:: Seitentext ::
___

Recht hat er, wenn er sagt, dass in die Rentenreformdebatte "auch Beamte, Freiberufler, Millionäre" miteinbezogen werden müssen. Will er aber, wie er sagt, "alle" miteinbeziehen, sollte er sich auch über die Beamtinnen, Freiberuflerinnen und Millionärinnen Gedanken machen, denn schließlich machen Frauen mehr als 50 Prozent unserer Gesellschaft aus und wollen sich angesprochen fühlen. Letztlich geht es also darum, Bewusstsein zu schaffen - bei Frauen wie Männern gleichermaßen - für unsere noch immer sehr vermännlichte Sprache und die damit verbundene androzentristische Herangehensweise an gesellschaftliche Probleme.

Gesellschaft und Sprache neu denken

Die Debatte um die Gleichberechtigung zwischen den Geschlechtern stagniert zurzeit, weil sie von vielen als vollständig errungen angesehen wird. Junge Frauen, die sich bereits als gleichberechtigt und vollkommen emanzipiert empfindet, haben kein Verständnis für die noch immer geführte Gender-Debatte, die vor allem in akademischen Kreisen verortet ist. Die tatsächliche anhaltende soziale Ungerechtigkeit zwischen den Geschlechtern wird negiert. Das mag auch daran liegen, dass sich die Töchter und Enkelinnen der zweiten Frauenbewegung der 1960er Jahre immer mehr an die männliche Welt "angepasst", sich in ihr zurechtgefunden haben und bis heute ihren Platz in den vorgegebenen Strukturen suchen, anstatt Gesellschaft - und Sprache - neu zu denken.

___

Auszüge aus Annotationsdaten
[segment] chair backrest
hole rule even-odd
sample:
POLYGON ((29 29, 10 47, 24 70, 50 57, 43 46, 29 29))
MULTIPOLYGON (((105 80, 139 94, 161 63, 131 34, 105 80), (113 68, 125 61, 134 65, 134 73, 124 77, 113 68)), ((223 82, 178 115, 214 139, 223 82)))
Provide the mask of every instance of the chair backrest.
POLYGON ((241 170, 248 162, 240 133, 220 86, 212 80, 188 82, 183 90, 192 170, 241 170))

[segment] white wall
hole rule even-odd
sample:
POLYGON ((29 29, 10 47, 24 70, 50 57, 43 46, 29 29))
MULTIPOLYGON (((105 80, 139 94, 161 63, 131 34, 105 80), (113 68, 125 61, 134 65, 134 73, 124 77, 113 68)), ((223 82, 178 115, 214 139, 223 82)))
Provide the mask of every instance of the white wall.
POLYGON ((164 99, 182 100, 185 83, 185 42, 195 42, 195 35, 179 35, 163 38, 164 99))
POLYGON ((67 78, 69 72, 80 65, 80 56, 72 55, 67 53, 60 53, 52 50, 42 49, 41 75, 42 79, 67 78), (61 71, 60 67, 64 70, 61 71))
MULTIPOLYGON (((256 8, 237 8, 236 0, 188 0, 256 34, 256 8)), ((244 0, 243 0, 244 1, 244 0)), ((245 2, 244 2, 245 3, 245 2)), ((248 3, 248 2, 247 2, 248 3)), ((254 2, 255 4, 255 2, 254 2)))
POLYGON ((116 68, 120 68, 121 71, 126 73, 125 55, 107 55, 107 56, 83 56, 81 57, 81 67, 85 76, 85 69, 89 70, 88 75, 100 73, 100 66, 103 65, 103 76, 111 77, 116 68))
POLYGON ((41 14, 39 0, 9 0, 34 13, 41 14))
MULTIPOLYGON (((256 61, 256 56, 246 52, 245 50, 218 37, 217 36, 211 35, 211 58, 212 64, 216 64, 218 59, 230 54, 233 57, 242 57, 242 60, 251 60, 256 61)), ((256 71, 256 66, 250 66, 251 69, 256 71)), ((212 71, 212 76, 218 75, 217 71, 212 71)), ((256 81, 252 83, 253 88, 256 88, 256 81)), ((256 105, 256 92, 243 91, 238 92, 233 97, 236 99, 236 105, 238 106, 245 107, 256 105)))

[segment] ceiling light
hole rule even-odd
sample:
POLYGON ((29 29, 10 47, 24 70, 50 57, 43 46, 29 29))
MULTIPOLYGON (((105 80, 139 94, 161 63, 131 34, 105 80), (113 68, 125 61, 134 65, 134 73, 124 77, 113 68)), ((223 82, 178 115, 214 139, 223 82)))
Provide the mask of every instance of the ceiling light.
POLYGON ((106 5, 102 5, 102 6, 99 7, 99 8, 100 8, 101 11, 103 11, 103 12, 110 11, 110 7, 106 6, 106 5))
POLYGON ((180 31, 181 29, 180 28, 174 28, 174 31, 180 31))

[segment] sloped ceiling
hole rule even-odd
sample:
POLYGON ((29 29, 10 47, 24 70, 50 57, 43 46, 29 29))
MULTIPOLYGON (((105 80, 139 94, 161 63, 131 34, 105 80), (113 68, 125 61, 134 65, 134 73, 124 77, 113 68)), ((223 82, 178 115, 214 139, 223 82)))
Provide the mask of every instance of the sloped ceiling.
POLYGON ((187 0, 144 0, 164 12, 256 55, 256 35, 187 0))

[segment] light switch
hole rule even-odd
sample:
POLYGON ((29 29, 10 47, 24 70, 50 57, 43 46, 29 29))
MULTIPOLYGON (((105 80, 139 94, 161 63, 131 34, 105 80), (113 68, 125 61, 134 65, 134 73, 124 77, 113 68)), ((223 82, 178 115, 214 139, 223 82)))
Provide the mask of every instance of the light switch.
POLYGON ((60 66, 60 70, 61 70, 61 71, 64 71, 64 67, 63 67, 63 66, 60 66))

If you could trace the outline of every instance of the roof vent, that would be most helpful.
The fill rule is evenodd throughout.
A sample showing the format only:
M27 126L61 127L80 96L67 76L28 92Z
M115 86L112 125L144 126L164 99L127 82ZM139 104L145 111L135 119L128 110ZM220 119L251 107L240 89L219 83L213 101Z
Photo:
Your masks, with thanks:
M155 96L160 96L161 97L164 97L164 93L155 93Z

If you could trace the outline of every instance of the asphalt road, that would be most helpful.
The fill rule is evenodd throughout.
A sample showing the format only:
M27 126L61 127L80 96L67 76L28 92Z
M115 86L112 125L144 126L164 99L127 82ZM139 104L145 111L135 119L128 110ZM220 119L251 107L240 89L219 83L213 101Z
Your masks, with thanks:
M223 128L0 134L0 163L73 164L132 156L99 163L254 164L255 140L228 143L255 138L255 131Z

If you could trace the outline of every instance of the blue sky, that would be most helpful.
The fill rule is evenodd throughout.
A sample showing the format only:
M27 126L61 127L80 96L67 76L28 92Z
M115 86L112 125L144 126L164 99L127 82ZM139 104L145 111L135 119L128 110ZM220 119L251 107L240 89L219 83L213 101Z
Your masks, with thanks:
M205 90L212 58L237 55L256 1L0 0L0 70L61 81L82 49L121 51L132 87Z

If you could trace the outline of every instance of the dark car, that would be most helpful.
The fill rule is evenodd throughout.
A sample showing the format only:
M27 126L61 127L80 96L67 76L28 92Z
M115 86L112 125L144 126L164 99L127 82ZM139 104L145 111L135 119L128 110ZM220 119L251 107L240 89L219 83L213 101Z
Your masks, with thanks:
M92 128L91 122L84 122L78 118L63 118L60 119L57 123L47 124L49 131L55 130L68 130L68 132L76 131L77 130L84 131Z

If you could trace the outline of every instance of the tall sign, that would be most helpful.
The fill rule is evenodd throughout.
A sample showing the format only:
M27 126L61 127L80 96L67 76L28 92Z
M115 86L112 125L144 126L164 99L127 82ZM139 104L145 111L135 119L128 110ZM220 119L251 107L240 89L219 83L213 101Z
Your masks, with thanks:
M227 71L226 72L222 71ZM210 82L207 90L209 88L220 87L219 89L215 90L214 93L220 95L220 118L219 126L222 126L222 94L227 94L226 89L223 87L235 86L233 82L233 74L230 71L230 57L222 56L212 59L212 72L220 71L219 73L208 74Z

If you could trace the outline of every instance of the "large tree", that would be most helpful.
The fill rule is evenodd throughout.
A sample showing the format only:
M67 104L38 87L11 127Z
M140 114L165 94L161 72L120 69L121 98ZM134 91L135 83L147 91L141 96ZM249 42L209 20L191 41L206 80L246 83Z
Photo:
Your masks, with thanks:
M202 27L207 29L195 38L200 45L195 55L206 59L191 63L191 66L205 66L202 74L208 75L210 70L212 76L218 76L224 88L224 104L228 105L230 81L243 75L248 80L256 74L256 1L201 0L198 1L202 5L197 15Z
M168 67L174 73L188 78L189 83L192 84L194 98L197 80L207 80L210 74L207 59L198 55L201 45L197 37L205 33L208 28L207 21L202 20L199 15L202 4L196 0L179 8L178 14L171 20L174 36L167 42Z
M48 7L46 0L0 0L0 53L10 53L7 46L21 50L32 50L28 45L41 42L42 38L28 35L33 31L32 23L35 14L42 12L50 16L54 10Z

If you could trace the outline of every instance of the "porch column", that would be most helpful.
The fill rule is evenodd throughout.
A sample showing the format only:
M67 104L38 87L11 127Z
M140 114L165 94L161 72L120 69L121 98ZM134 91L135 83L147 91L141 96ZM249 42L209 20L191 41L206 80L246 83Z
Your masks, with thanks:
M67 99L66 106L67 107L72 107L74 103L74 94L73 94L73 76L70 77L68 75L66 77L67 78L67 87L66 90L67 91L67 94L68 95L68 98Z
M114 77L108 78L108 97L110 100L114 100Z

___

:: Aufgabe 1 ::
Prüfen Sie, ob die folgenden Aussagen mit dem Text über Sprache und Geschlechtergerechtigkeit übereinstimmen, und beantworten Sie jede mit Ja oder Nein samt den entscheidenden Worten des Textes als genauem Zitat. (a) Frauen stellen mehr als die Hälfte der Gesellschaft. (b) Die Gender-Debatte ist vor allem in politischen Parteien verortet. (c) Die Debatte um die Gleichberechtigung wird derzeit intensiver geführt als je zuvor.
:: Aufgabe 2 ::
Führen Sie den Text über Sprache und Geschlechtergerechtigkeit im Anschluss an seinen letzten Satz weiter.

:: Ergebnis 1 ::
(a) Ja: „denn schließlich machen Frauen mehr als 50 Prozent unserer Gesellschaft aus“
(b) Nein: „die vor allem in akademischen Kreisen verortet ist“
(c) Nein: „Die Debatte um die Gleichberechtigung zwischen den Geschlechtern stagniert zurzeit“

:: Ergebnis 2 ::
Feministin will heutzutage keine mehr sein. Dann schon lieber freches Alphamädchen oder erfolgreiche F-Klasse-Frau. Das klingt weniger nach Alice Schwarzer, Kampflesbe und Emanze und erfordert nicht unbedingt, sich eindeutig zu positionieren. "Das brauche ich nicht. Ich bin doch gleichberechtigt", sagt die eine, während der andere vollkommen selbstverständlich sagt: "Natürlich nimmt meine Freundin meinen Nachnamen an. Das war doch schon immer so." Und so diskutieren, schimpfen und belächeln sie sich gegenseitig und aneinander vorbei.

An dieser Stelle sind Medien und Politik gefragt: Sie müssen die öffentliche Debatte, die aufgrund von Vorurteilen, Stereotypen und Antipathien zum erliegen gekommen ist, wieder anführen. Wir brauchen einen konstruktiven Dialog, keine vorgefertigten Meinungen und althergebrachten Argumente. Wir brauchen eine Sprache, die alle anspricht; denn nur so kann Bewusstsein dafür geschaffen werden, dass alle gleichermaßen für die positiven wie negativen Entwicklungen innerhalb dieser Gesellschaft gemeinsam verantwortlich sind.

Der vorwärts freut sich auf das Barcamp Frauen.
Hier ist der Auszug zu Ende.